ИЗУЧЕНИЕ МАТЕРИАЛА =>
A. Назовите всех литераторов, которые, согласно отрывку о поэме Китса «Колпак с бубенцами», послужили прототипами персонажей поэмы.
B. Ответьте по отрывку о поэме Китса «Колпак с бубенцами» на следующие вопросы:
(i) Какой строфой написана поэма?
(ii) Чью пародию на поэму Вордсворта «Питер Белл» Китс не вполне одобрил?
(iii) Откуда Китс взял имя для возлюбленной императора?
C. Продолжите отрывок о поэме Китса «Колпак с бубенцами» после его последнего предложения.

ИЗБРАННЫЙ ОТРЫВОК =>
※
Пародийный характер подчеркивается вздорностью сюжета; задумчивая спенсерова строфа усиливает сатирическую направленность поэмы. Исследователи единодушны в интерпретации объектов этой сатиры — в их роли оказываются многие литературные знаменитости тех лет. Император Эльфинан изображает Байрона, которого Китс, как мы видели, не любил и не уважал. Доказательством служит строфа, представляющая прямую пародию на строки Байрона к жене («Прости»). Чародей Хем соединяет черты Лэма и Хента, дружбу которого с Байроном Китс, вероятно, не одобрял. Раб императора Эбан, по-видимому, заключает в себе намек на Хэзлитта, соединяя, как его прототип, способности к сокрушительной инвективе с болезненной застенчивостью[94]
. В образе Крафтиканто сочетаются Вордсворт и Саути — они оба фигурировали в приведенном выше списке антипатий Китса. Он не вполне одобрил пародию своего друга Рейнольдса на поэму Вордсворта «Питер Белл», но использовал некоторые ее приемы, когда полгода спустя в исключительно трудных обстоятельствах, с упорством отчаяния писал «Колпак с бубенцами»[95].Смеялся Китс и над самим собой, над «простодушной чувствительностью», о которой еще раньше говорил в связи с «Изабеллой». Возлюбленной императора он даже дал имя героини своей неоконченной поэмы «Канун святого Марка». Несмотря на отдельные поэтические строфы, фрагмент свидетельствует больше о намерениях, чем об осуществлении. Любопытно проявляются здесь вкусы автора и его стремление участвовать в литературной жизни.
※
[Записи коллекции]
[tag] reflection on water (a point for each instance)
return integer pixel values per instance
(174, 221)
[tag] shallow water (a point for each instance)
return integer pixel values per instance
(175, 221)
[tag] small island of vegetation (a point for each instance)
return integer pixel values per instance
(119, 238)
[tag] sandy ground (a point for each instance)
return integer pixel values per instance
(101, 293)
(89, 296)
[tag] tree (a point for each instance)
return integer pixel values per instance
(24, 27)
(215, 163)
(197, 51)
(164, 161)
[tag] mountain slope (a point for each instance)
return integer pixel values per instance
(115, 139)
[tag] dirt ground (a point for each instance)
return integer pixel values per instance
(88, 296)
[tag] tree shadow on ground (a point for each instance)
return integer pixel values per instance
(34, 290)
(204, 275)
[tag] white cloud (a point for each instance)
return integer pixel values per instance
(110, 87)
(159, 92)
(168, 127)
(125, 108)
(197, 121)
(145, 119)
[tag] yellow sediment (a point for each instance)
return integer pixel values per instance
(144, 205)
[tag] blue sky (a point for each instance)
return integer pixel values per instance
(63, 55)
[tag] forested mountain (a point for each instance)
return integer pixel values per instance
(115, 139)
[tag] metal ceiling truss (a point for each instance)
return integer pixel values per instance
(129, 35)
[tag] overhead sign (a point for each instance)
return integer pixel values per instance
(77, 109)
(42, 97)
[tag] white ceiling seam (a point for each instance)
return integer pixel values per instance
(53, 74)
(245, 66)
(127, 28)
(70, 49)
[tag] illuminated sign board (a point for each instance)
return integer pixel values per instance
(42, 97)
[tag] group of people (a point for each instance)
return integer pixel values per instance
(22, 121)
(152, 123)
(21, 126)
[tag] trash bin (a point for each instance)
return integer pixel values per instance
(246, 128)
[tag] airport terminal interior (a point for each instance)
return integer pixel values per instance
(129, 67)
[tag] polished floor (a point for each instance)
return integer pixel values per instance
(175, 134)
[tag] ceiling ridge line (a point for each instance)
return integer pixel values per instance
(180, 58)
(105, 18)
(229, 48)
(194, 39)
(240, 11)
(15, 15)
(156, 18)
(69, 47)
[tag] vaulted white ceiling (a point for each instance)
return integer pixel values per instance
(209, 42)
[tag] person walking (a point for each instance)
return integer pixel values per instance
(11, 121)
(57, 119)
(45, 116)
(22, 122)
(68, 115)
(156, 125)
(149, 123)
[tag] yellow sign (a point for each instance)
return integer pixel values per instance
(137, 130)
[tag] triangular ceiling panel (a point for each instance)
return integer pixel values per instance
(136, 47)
※
ВЫПОЛНЕННЫЕ ЗАДАНИЯ =>
A. Байрон, Лэм, Хент, Хэзлитт, Вордсворт, Саути.

B.
(i) Спенсеровой строфой.
(ii) Пародию своего друга Рейнольдса.
(iii) Это имя героини его неоконченной поэмы «Канун святого Марка».

C.
Китс не раз заявлял в последний год жизни, что лелеет честолюбивую мечту произвести революцию в театре, в драматургии. Здесь он надеялся найти свое подлинное призвание — писать о людях, их страстях и муках. Но Китс сам чувствовал, что не готов для этого. Дело, конечно, не только в его субъективной незрелости. К созданию объективной трагедии не была готова его эпоха. Недаром на этом поприще у романтиков больше всего крушений. Удачи Байрона, его мистерии, — монодрамы, в сущности поэмы; «Ченчи» написаны Шелли по образцу шекспировских пьес. Так же решил действовать и Китс, но его зависимость от них оказывается формальной и внешней. Он стремится воспроизвести свойственное им богатство образов и некоторые из них, вместе с отдельными ситуациями, заимствует из драм Шекспира.
Слабость пьесы ни в чем так ясно не сказывается, как в неорганичности ее сочетаний: архаизмы и поэтизмы появляются вместе с неологизмами и прозаизмами; сильные страсти приданы натурам слабым; пылкие монологи произносятся героями, неспособными к энергичному действию и напоминающими марионеток. Пестрота событий не подчинена единому замыслу. На каждом шагу чувствуется недостаточный душевный опыт, преобладание «книжных» источников над жизненными впечатлениями, неумение создавать характеры.
В одном из писем к издателю Китс со свойственным ему самокритическим чувством писал: «Моего весьма незначительного драматургического искусства, вероятно, хватит на поэму, как бы скверно оно ни выглядело в драме. Я хотел бы распространить колорит «Кануна святой Агнесы» на поэму, в которой характеры и чувства были бы достаточно рельефны для такого фона» (would be the figures to such drapery — KL, 440, 17.11.1819).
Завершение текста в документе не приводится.